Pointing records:
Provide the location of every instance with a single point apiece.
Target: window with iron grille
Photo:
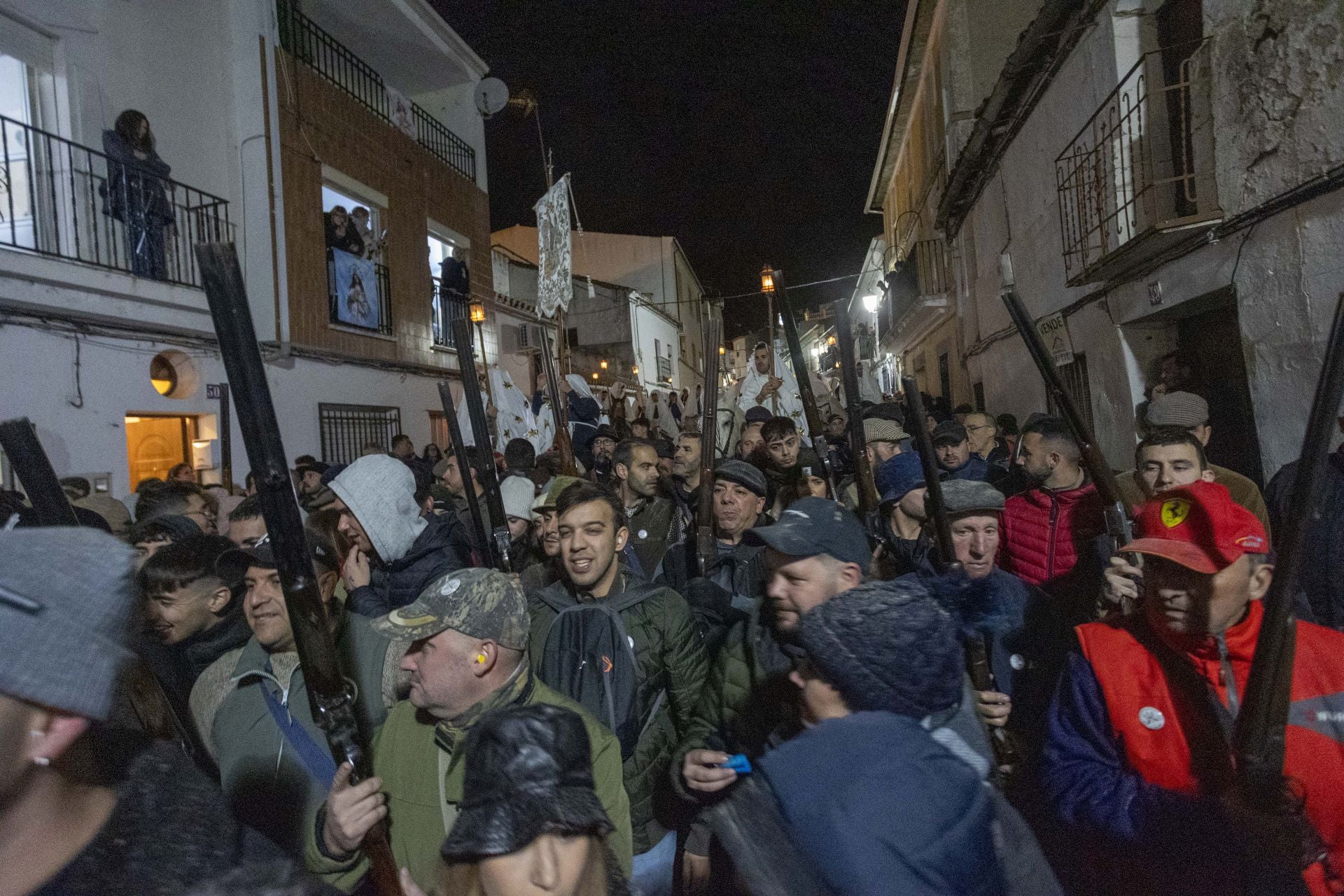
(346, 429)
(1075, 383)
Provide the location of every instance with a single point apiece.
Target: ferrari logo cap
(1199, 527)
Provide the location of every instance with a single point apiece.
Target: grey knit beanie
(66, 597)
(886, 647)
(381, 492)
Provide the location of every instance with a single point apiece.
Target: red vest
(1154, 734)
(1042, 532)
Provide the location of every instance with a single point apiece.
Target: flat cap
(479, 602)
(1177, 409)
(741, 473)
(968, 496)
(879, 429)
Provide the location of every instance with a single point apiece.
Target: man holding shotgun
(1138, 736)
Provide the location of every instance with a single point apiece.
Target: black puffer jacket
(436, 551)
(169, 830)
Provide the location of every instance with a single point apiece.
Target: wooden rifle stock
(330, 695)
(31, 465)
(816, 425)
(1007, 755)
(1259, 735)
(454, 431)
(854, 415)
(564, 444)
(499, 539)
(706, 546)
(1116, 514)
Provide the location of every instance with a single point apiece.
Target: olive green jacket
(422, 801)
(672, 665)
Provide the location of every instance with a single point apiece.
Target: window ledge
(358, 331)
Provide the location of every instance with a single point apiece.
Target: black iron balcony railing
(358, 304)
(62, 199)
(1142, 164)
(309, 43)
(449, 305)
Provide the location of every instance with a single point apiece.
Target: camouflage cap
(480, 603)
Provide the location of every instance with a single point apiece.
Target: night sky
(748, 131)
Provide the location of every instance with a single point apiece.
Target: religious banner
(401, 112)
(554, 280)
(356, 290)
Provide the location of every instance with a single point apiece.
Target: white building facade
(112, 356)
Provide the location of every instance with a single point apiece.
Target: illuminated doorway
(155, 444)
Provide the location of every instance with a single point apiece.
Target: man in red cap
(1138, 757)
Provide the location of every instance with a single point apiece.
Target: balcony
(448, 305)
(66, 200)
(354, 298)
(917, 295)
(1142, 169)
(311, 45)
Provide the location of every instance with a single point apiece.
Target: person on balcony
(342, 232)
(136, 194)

AIM
Return all of the material above word for word, line by line, but leave the picture out.

CORRECT RESULT
Provide the location of every instance with a single point apiece.
Target: window with iron grille
Photo:
(346, 429)
(1075, 383)
Provide the location of every instance with a single point apiece.
Target: ferrari logo cap
(1199, 527)
Provide the location of every instance with a single point apiece.
Target: grey knit beanie
(66, 597)
(886, 647)
(381, 492)
Provide the location of every instance with a single point apiece.
Target: red vest
(1154, 734)
(1042, 532)
Provide the location of every instance with a single point apiece.
Target: flat cap
(479, 602)
(1177, 409)
(741, 473)
(968, 496)
(879, 429)
Provide the location of every instance with a single point apiece.
Target: man holding shotgun
(1138, 736)
Provide the location of every instance with a single point apiece.
Target: black puffer jacket
(436, 551)
(169, 830)
Provide the location of every instance with a single point apiece.
Target: wooden rifle stock
(330, 695)
(31, 465)
(816, 425)
(1007, 755)
(1259, 735)
(454, 431)
(854, 415)
(564, 444)
(499, 539)
(706, 546)
(1116, 514)
Provide the location of every instance with a single point apiece.
Target: olive green jacket
(422, 801)
(672, 665)
Provide the location of every instance with a single point apiece.
Target: window ledge
(358, 331)
Provide the location of every instance with a single point apiece.
Target: black iron balcony railing
(358, 304)
(62, 199)
(1142, 164)
(309, 43)
(449, 305)
Provide the location of every instance with a single point apiece.
Target: camouflage cap
(480, 603)
Provide the location of every instance with a single point apiece.
Target: night sky
(748, 131)
Provide the location of every instance with a single point apiece.
Target: religious banner
(401, 112)
(554, 280)
(356, 290)
Provide the location of every instance with a single point apiece.
Target: white building facade
(112, 356)
Provide the location of every instance with a single point apiece.
Target: illuminated doorway
(155, 444)
Provide the location of every instance with a single point apiece.
Target: man in red cap
(1138, 757)
Provide the location of every instance with a single point apiece.
Target: balcony
(448, 305)
(66, 200)
(354, 298)
(917, 295)
(1142, 169)
(311, 45)
Provide the location of every instance with a single point apiece.
Target: person on balcony
(342, 232)
(136, 194)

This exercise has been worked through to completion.